◆ **Selection**:

============

I want to thank all the DISers and followers that have followed my Disneyland trip report thread for all the years. I have enjoyed writing these trip reports on this thread and it will still continue on the next new thread.


----------



## PrincessInOz

Dang!  I was sure I commented after you posted the beautiful pictures inside HM; especially of the Oogie Boogie.  

The pictures were great and I wondered whether you were feeling more settled with the new lens.


Sad that another trip has finished; but knowing you, I bet you have a few in the works and will be posting your updates again soon.

One of these visits, I'm going to have to head to Little Tokyo in LA.

Thanks for sharing.


----------



## franandaj

It's always sad when the trip ends,  but at least you know another one coming up soon!


----------



## tksbaskets

What a great thread this had been.  Bret I enjoy your trip reports and hearing about your experiences and seeing your great pictures.

Please be sure to post when you start a new thread.  I won't want to miss it. 

TK


----------



## mvf-m11c

PrincessInOz said:


> Dang!  I was sure I commented after you posted the beautiful pictures inside HM; especially of the Oogie Boogie.
> 
> The pictures were great and I wondered whether you were feeling more settled with the new lens.

============

◆ **What you will do**:
Answer these questions from the thread:
(a) Where does the opening post say the trip reports will continue?
(b) Which place does PrincessInOz say she will have to visit on one of her visits?
(c) What does tksbaskets ask Bret to do?
The listing is separate material with no connection to the thread.

◆ **Source data**:
============

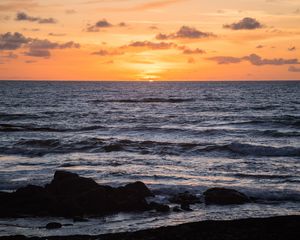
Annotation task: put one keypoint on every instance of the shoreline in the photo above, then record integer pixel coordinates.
(279, 227)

============

◆ **Reply to the exercise**:
(a) On the next new thread.
(b) Little Tokyo in LA.
(c) To post when a new thread is started.